WORK REQUIRED:
Could you repeat the records below verbatim, starting from their very first line and running down through the line containing "(1057, 685)"?

[START LISTED RECORDS]

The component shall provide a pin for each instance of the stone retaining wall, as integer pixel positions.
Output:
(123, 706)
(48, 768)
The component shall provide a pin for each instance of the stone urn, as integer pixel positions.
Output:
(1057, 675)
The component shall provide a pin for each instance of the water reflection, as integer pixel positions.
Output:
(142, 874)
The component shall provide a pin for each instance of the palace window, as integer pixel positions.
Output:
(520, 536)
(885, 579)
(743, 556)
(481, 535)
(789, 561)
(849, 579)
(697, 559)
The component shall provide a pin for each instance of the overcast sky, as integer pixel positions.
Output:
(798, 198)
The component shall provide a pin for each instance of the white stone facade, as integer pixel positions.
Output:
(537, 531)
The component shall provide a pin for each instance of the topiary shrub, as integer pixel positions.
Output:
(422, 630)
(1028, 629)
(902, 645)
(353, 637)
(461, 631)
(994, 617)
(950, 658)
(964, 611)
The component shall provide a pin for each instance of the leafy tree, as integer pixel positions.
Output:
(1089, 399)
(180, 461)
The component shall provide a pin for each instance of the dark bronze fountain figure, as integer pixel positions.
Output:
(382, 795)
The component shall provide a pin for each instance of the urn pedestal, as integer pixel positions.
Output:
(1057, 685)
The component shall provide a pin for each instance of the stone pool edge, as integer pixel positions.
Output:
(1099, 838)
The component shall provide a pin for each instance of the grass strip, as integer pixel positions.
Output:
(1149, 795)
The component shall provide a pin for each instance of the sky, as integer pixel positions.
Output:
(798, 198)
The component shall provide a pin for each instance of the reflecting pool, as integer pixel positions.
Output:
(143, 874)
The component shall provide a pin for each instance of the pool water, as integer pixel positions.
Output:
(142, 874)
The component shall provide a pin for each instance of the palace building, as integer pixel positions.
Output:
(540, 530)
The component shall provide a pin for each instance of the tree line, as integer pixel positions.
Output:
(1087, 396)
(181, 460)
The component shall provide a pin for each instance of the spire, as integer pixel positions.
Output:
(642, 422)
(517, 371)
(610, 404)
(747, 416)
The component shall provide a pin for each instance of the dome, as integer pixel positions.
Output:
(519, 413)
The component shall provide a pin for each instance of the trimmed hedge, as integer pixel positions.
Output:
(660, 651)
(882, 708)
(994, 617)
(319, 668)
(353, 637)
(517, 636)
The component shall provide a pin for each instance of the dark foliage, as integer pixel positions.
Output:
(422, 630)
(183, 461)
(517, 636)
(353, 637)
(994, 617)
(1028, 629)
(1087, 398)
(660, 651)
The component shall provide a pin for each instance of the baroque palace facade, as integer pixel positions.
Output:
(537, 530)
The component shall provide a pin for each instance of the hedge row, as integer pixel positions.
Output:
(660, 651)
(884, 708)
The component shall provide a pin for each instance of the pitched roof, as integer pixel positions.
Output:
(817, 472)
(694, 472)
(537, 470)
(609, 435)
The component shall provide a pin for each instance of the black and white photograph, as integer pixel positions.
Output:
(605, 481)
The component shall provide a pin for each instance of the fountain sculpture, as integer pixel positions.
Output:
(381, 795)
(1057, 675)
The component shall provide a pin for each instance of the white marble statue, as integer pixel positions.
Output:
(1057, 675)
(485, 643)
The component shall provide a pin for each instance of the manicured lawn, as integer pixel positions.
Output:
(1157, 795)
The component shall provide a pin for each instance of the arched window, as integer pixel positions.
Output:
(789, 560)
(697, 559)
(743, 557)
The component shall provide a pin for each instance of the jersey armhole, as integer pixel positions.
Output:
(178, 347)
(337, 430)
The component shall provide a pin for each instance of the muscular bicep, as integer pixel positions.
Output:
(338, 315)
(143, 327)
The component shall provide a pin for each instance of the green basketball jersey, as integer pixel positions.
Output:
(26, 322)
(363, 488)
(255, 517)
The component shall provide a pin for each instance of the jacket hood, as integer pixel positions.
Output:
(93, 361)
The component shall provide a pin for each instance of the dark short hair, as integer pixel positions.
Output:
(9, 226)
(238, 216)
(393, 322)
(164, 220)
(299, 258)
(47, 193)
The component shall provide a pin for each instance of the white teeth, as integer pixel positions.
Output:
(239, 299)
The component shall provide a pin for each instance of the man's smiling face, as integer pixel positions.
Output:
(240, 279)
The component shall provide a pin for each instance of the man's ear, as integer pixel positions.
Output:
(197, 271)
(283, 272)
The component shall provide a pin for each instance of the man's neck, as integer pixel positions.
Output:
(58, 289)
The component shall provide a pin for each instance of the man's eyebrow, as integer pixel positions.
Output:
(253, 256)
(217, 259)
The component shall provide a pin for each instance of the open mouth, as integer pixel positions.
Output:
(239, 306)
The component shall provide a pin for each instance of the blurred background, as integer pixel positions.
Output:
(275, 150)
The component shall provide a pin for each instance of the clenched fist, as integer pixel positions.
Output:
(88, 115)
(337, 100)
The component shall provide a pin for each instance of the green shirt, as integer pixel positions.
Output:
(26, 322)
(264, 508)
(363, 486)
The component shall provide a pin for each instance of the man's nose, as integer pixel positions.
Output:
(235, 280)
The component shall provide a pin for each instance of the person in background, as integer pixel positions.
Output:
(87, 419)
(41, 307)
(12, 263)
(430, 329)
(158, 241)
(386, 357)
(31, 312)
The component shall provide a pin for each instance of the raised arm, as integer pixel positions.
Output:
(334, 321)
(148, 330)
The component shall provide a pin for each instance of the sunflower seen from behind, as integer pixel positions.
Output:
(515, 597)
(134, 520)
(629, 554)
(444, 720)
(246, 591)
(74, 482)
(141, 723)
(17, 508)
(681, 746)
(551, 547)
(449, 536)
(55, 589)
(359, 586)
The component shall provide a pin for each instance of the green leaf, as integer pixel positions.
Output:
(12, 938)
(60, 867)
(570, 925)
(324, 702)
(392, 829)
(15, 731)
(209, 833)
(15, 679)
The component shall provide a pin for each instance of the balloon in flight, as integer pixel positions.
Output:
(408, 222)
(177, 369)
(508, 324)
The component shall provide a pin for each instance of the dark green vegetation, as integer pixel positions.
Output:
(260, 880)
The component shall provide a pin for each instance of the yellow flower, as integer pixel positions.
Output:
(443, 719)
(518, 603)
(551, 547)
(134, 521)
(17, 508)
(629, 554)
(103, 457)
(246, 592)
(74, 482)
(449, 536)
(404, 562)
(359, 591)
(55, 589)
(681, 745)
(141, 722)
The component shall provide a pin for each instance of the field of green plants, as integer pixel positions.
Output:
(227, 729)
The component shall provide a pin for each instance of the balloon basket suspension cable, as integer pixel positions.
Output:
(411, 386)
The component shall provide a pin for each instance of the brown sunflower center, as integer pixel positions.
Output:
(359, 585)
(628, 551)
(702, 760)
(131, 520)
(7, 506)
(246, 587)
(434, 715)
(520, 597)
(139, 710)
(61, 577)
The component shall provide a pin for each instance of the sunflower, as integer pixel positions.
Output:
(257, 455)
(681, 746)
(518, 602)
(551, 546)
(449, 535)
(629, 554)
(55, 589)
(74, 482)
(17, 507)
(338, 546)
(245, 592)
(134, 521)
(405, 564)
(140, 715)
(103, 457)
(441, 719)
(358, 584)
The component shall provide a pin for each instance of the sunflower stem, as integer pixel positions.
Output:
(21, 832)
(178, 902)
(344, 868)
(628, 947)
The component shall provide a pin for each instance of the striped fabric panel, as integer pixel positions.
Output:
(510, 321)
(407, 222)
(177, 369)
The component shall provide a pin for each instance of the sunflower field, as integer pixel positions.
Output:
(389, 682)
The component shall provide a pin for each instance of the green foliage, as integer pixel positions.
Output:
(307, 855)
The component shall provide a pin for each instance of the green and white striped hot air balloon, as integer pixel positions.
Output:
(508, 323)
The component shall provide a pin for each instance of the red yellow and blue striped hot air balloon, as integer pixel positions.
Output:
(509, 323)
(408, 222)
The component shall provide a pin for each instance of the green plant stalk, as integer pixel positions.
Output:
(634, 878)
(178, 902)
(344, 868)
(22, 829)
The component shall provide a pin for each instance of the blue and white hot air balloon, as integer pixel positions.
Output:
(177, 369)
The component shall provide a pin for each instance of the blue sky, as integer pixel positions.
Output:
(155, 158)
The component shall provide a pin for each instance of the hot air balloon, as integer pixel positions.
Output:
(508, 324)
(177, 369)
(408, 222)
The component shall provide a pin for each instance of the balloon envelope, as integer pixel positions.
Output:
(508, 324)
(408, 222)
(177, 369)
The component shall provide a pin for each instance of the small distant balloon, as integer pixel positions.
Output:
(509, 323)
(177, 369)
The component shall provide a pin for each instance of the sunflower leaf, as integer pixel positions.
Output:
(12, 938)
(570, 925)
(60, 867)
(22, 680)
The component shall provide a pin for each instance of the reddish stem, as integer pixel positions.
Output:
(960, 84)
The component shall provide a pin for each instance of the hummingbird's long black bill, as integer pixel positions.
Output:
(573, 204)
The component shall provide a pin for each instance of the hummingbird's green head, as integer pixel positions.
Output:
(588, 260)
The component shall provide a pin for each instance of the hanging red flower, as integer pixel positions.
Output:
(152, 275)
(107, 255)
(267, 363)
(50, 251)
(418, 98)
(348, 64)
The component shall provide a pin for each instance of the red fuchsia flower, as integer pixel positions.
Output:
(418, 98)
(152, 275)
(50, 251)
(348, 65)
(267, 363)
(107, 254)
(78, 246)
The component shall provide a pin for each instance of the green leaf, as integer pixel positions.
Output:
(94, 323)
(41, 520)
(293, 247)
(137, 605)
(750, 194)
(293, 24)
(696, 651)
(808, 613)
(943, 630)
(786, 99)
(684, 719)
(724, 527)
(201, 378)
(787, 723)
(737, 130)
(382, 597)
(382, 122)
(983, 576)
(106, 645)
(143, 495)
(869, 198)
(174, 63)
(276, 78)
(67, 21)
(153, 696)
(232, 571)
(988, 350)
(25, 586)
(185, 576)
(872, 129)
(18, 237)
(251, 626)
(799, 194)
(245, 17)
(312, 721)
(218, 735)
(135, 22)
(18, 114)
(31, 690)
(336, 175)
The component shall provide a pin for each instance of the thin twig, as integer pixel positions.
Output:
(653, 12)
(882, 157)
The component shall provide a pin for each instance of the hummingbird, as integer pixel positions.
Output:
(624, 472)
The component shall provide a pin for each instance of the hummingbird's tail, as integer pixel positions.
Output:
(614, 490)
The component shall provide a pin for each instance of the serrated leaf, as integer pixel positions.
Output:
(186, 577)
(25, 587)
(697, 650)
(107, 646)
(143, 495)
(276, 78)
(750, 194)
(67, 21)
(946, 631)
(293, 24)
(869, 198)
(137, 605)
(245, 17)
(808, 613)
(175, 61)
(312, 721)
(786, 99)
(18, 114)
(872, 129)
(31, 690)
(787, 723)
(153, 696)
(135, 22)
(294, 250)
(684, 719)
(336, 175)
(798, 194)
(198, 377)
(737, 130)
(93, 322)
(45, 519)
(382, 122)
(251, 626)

[END LISTED RECORDS]

SOLUTION FOR THIS PROBLEM:
The component shall provide a pin for each instance of the stone retaining wall, as integer pixel positions.
Output:
(123, 706)
(48, 768)
The component shall provide a pin for each instance of the stone urn, as integer pixel positions.
Output:
(1057, 675)
The component shall provide a pin for each instance of the water reflection, as integer pixel positions.
Output:
(142, 874)
The component shall provide a pin for each instance of the palace window, as integer pixel positions.
Output:
(520, 536)
(885, 579)
(743, 556)
(481, 535)
(789, 561)
(849, 579)
(697, 559)
The component shall provide a pin for each instance of the overcast sky, as integer pixel positions.
Output:
(798, 198)
The component shall provide a pin for each instance of the white stone facade, as integer pixel positions.
Output:
(537, 531)
The component shall provide a pin for each instance of the topiary shrub, as integer pixel positions.
Output:
(422, 630)
(1028, 629)
(902, 645)
(353, 637)
(461, 631)
(994, 617)
(950, 658)
(964, 611)
The component shall provide a pin for each instance of the leafy tree, as integer pixel positions.
Output:
(1089, 399)
(180, 461)
The component shall provide a pin for each instance of the dark bronze fountain figure, as integer pixel positions.
Output:
(382, 795)
The component shall provide a pin for each instance of the urn pedestal, as integer pixel positions.
Output:
(1057, 685)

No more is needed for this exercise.